:: ENTRIES ::
+ + + + + + +
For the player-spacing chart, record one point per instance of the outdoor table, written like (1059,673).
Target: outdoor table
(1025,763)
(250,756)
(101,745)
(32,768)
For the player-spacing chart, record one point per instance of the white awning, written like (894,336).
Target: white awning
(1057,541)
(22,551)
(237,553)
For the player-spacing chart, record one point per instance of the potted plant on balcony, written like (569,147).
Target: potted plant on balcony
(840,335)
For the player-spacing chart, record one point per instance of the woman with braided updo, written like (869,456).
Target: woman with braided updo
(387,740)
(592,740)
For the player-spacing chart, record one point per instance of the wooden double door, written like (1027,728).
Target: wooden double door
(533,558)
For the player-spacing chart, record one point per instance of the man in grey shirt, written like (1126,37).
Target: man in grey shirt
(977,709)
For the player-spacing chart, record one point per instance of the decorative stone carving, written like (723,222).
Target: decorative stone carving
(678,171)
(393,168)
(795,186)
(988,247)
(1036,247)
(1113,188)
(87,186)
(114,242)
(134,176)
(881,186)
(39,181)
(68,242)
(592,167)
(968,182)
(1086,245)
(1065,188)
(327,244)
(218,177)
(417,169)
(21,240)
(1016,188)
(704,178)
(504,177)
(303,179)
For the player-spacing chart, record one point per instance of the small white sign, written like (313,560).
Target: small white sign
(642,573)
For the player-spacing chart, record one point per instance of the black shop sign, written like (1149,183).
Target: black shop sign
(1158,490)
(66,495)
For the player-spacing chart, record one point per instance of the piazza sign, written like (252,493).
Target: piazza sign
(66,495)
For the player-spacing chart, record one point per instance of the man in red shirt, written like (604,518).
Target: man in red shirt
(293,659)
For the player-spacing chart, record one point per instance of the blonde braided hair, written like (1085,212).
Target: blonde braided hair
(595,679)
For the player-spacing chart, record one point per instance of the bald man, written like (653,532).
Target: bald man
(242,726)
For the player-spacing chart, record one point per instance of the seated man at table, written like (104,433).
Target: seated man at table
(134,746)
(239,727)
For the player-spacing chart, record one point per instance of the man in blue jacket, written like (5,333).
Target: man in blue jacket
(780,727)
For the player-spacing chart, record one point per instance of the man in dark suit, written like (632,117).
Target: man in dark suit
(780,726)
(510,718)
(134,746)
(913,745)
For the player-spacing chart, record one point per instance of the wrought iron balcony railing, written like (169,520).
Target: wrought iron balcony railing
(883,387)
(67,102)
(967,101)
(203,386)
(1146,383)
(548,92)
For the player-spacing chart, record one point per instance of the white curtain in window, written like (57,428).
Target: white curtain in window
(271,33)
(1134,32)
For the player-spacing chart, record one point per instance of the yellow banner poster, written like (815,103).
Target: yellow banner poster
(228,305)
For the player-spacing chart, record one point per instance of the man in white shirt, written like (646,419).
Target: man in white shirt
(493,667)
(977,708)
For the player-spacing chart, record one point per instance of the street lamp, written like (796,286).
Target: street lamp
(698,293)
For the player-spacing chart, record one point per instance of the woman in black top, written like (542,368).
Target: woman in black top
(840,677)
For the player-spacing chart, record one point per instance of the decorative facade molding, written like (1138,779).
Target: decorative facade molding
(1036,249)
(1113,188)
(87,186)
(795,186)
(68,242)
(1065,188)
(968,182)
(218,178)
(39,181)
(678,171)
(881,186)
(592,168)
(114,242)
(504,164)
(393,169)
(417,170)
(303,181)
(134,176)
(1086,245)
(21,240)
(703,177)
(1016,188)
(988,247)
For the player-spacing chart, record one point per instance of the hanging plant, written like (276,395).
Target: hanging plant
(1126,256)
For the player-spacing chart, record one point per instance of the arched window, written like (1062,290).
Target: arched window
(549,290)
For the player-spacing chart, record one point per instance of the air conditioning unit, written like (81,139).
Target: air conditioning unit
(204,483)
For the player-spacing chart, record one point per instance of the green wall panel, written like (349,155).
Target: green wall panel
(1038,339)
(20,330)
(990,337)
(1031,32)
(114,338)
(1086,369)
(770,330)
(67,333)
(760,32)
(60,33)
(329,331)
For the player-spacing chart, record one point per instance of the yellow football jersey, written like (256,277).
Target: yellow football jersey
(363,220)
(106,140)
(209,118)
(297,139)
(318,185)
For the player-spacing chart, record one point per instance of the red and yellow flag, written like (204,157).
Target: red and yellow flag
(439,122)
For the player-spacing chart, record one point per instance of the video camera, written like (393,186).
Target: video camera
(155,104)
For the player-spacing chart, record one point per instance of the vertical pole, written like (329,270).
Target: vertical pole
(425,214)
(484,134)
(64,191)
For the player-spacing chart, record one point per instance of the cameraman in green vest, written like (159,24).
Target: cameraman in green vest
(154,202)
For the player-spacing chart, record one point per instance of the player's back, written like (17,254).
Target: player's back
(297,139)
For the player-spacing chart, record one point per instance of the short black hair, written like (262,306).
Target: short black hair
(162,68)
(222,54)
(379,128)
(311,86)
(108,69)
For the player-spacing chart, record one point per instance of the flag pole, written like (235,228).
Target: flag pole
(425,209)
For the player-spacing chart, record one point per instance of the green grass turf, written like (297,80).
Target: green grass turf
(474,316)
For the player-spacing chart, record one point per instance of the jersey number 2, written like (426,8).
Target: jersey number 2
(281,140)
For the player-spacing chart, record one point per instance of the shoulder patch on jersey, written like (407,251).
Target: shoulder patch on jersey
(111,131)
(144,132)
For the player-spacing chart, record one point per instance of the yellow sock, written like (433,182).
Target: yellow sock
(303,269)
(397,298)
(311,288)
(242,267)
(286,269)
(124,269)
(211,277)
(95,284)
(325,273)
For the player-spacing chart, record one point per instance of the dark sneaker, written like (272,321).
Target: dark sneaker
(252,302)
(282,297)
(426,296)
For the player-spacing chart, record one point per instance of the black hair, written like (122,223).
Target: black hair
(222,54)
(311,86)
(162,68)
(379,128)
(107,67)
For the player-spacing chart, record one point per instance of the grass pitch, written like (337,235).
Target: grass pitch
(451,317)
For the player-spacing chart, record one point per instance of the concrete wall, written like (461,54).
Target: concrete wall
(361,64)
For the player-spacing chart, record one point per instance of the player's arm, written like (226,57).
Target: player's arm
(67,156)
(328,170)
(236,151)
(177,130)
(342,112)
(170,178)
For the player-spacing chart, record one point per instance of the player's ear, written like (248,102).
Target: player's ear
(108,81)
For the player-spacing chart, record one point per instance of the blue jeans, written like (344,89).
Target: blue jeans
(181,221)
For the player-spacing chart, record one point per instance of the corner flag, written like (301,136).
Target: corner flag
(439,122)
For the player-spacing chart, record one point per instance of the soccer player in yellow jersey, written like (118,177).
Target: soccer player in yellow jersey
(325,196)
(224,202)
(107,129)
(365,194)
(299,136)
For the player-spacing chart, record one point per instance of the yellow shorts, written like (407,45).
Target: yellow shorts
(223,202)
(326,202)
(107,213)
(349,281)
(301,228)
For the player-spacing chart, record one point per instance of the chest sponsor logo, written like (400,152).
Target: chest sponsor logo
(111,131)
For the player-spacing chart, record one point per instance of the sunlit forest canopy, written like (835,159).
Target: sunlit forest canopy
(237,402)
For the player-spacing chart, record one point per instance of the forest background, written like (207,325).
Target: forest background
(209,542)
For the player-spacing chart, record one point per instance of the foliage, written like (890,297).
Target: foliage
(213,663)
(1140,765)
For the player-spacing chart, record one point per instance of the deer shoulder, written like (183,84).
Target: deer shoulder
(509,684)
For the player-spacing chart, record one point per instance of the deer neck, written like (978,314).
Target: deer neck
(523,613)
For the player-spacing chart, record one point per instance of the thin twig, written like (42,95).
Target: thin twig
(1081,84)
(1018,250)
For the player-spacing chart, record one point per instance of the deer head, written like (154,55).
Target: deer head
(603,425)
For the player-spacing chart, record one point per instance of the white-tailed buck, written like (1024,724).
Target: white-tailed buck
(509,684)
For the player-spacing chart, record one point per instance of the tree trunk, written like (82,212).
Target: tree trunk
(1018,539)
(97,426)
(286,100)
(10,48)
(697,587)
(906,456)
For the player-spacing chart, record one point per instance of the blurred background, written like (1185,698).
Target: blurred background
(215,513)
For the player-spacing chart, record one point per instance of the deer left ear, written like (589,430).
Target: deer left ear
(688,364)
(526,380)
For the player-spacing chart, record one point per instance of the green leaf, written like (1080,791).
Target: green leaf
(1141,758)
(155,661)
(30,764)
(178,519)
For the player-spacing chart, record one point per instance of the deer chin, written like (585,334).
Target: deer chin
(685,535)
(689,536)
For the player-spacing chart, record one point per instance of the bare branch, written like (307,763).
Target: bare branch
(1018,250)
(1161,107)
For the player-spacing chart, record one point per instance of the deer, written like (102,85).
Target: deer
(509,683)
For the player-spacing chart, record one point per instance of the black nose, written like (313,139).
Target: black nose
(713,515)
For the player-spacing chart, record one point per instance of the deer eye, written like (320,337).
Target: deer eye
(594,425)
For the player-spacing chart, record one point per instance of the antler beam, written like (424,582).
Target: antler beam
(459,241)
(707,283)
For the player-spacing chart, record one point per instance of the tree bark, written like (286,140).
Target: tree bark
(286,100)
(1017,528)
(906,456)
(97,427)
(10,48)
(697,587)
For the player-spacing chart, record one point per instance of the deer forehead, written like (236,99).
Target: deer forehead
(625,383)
+ + + + + + +
:: PROBLEM TO SOLVE ::
From the line that contains "written like (978,314)." down to the last line of the listing above, repeat each line exactly, and include nothing else.

:: PROBLEM SOLUTION ::
For the player-spacing chart, record one point per instance of the deer neck, written like (978,314).
Target: deer neck
(523,613)
For the player-spacing chart, record one point per instance of the thin twig, written like (42,95).
Target: thin twig
(1081,84)
(1018,250)
For the player-spacing chart, record one point per instance of the deer head, written like (154,55).
Target: deer head
(603,425)
For the player-spacing chart, record one point per instance of the white-tailed buck, written like (1024,724).
Target: white-tailed buck
(509,684)
For the player-spacing chart, record one point per instance of the tree trunk, written like (82,212).
Target: tree trunk
(1018,539)
(97,426)
(286,100)
(10,48)
(697,587)
(906,456)
For the player-spacing chart, record one point per instance of the blurred background, written like (1185,698).
Target: blurred background
(215,513)
For the player-spacing chart, record one point per instance of the deer left ear, written like (589,430).
Target: deer left ear
(688,364)
(526,380)
For the player-spacing chart, record one point per instance of the green leaf, written like (1080,791).
Target: green leaf
(1141,758)
(155,661)
(30,764)
(178,519)
For the player-spacing chart, record one point per instance of the deer chin, written like (585,334).
Target: deer chin
(685,535)
(689,536)
For the player-spacing chart, record one point per instance of the bare branch, written like (307,763).
Target: bare branch
(1018,250)
(1161,107)
For the player-spacing chart, record one point per instance of the deer, written like (102,85).
Target: deer
(509,683)
For the player-spacing chart, record one point per instance of the black nose, written like (313,139).
Target: black nose
(713,515)
For the player-spacing chart, record one point per instance of the deer eye, written like (320,337).
Target: deer eye
(594,425)
For the player-spacing chart, record one point per instance of the antler beam, written like (424,582).
Target: antler beam
(459,241)
(707,283)
For the player-spacing chart, record one point per instance of the tree bark, written like (286,140).
Target: tree bark
(286,100)
(1017,528)
(906,456)
(97,427)
(10,48)
(697,587)
For the player-spacing chart, record one point per instance of the deer forehead, written like (236,99).
Target: deer forehead
(625,383)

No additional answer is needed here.